> [Goal of the exercise] When you copy the data that follows, reproduce every word exactly and leave out the images.

.....

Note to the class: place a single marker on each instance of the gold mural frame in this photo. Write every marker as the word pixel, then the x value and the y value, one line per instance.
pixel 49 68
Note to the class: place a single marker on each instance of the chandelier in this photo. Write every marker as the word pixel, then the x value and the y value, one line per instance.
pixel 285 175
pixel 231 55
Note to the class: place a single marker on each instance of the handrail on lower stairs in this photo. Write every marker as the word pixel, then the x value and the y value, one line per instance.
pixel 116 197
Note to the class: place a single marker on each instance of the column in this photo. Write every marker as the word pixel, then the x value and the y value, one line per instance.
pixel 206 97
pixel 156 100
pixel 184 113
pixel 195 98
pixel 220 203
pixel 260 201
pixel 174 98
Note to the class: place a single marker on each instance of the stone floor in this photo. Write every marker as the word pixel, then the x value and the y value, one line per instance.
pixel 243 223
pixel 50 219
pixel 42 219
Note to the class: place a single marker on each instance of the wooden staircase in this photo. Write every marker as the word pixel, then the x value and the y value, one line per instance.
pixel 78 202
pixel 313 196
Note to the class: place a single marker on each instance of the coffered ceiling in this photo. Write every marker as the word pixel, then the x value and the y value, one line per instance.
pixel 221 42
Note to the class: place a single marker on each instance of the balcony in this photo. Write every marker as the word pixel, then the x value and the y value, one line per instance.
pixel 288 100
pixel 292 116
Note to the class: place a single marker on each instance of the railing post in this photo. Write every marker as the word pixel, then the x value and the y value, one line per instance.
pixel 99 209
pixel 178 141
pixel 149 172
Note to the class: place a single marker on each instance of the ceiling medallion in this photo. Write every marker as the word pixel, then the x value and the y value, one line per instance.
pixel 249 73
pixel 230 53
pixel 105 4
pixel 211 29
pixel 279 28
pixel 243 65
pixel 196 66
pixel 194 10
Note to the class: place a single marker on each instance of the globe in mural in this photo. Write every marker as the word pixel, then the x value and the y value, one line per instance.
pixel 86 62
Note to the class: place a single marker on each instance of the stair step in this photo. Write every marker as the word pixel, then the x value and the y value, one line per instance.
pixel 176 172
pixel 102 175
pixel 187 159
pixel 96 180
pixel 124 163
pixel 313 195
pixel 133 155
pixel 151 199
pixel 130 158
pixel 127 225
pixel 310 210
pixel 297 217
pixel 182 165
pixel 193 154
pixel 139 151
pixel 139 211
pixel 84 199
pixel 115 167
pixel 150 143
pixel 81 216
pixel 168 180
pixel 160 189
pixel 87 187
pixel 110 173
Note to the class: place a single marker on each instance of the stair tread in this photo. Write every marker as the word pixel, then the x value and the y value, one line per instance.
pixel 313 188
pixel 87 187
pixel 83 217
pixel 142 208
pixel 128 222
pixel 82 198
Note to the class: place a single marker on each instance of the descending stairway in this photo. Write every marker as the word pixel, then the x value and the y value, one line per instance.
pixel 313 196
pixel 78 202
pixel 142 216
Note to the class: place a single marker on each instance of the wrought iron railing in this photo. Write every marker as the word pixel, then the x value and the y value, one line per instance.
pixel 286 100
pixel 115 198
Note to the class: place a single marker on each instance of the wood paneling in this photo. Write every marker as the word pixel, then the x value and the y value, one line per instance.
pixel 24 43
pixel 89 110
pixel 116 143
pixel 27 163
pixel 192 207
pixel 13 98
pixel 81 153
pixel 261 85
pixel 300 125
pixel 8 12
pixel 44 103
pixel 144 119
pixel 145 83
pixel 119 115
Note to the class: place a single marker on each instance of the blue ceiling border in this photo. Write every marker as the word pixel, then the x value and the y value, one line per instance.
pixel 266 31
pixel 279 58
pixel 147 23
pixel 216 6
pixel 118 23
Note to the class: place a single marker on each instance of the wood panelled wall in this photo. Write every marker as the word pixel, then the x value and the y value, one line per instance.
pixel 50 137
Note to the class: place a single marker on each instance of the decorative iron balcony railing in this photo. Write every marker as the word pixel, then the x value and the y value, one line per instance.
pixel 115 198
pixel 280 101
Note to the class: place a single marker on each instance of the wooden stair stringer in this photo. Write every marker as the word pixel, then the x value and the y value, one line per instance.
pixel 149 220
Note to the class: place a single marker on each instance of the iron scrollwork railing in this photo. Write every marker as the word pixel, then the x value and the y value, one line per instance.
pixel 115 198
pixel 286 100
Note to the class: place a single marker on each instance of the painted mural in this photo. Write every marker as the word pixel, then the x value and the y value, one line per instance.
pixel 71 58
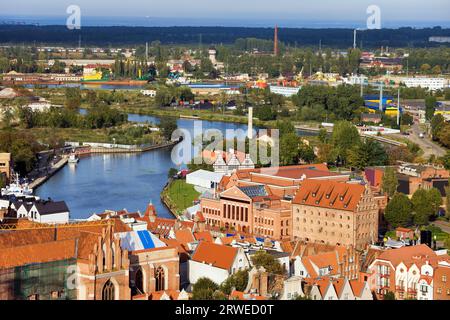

.....

> [The answer]
Note to the class: place a single marker on each instance of the gold mural frame in this photo. Write every marker as the word pixel, then the x value and the y value, one line per instance.
pixel 49 68
Note to the class: place a single marker on each instance of the chandelier in this photo. Write every marker as the word pixel, then the x value and the y value, one line per instance.
pixel 285 175
pixel 231 55
Note to the class: place a single marker on each instance of the handrail on lower stairs in this photo. Write every marker as the word pixel, then the x value and the y value, one line per instance.
pixel 116 197
Note to the class: place a single marker on each instance of the column in this photo. Write every marker as the word pixel, then the x value and the y value, one line per instance.
pixel 206 97
pixel 156 100
pixel 184 113
pixel 195 98
pixel 220 203
pixel 260 201
pixel 174 98
Note to the class: place a single marker on each instance of the stone floor in this photo. Write every marker as the word pixel, then the x value and the y value, one line per instance.
pixel 243 223
pixel 50 219
pixel 42 219
Note to the class: place a single marker on each instance of the wooden staircase in this photo. Write every marker as the word pixel, then the x value and the y value, one line per instance.
pixel 78 202
pixel 313 196
Note to the class: place a single marker on each instance of the coffered ceiling in this photo. Write every marker as the word pixel, then the x value and the y value, one line per instance.
pixel 221 42
Note to the class: place a single marker on each instance of the balcony in this photo. Write every marker as the word pixel, then the x value and the y value, one line per instance.
pixel 288 100
pixel 292 116
Note to the class: place a single marker on each instance of the railing post in this photo. Write every marker as the word pixel, then the x value and the y value, one line per instance.
pixel 99 209
pixel 178 141
pixel 149 172
Note to the class: place a single marker on each instance of the ceiling medallion in this photo. Write every marker as the word pixel, then the x value and the y value, one line per instance.
pixel 249 73
pixel 230 53
pixel 105 4
pixel 211 29
pixel 279 28
pixel 243 65
pixel 196 66
pixel 194 10
Note to the class: place a single marker on each instance of the globe in mural in this photo. Write every marker as the word pixel, then the x value and the y value, one line per instance.
pixel 86 62
Note to the class: place a single marker on each instance of the stair step in this photo. Write every marker as the word pixel, then the x value and the y value, one line per instance.
pixel 176 172
pixel 102 175
pixel 187 159
pixel 96 180
pixel 124 163
pixel 313 195
pixel 133 155
pixel 151 199
pixel 130 158
pixel 127 225
pixel 310 210
pixel 297 217
pixel 182 165
pixel 193 154
pixel 139 151
pixel 139 211
pixel 84 199
pixel 115 167
pixel 150 143
pixel 81 216
pixel 168 180
pixel 160 189
pixel 87 187
pixel 110 173
Note to the class: place a single marker on each instance of the stair tread in this photo. Write every marker as the word pixel, then the x value and the y value, one line per instance.
pixel 313 188
pixel 87 187
pixel 83 217
pixel 142 208
pixel 128 222
pixel 82 198
Note to the class: place a single marker on each instance of the descending stairway in this photo. Write every marker as the word pixel, then the x value and the y value, one line per instance.
pixel 313 196
pixel 78 202
pixel 142 216
Note to the class: place a single marker on each instance of the wrought iron railing in this photo. Write every marker as the word pixel, then the x value and the y value, one line per instance.
pixel 286 100
pixel 115 198
Note to the class: place a single marker on each instance of the wood paneling in this photo. Write every marker as the word pixel, then the x value and the y value, one line per instance.
pixel 24 43
pixel 89 110
pixel 116 143
pixel 27 163
pixel 192 207
pixel 13 98
pixel 81 153
pixel 261 85
pixel 300 125
pixel 8 12
pixel 44 103
pixel 144 119
pixel 145 83
pixel 119 115
Note to the class: place a single marker on each instance of the blue ceiling border in this photo. Write every marker as the word pixel, then the x value and the y value, one line per instance.
pixel 266 31
pixel 279 58
pixel 147 23
pixel 216 6
pixel 118 23
Note to the class: place a single marker on each instance of the wood panelled wall in this photo. Write every marker as the word pixel, then the x value and the y value, one line per instance.
pixel 50 137
Note to the class: place a single marker on each instance of the decorative iron balcony railing in this photo. Write every marker as the word pixel, then the x value and the y value, one line per instance.
pixel 115 198
pixel 280 101
Note to the class: place a single marker on each instance of the wooden stair stringer in this photo. Write every marker as the word pixel, then the x value and the y value, one line per instance.
pixel 149 220
Note to the class: place a single marker on each instance of the iron scrollwork railing in this photo. Write every marker as the word pixel, then the x value and the y value, one line per instance.
pixel 115 198
pixel 286 100
Note to the class: place a single marker on each instance of the painted mural in this photo. Write every marker as the word pixel, then the x value and the y value, one line per instance.
pixel 71 58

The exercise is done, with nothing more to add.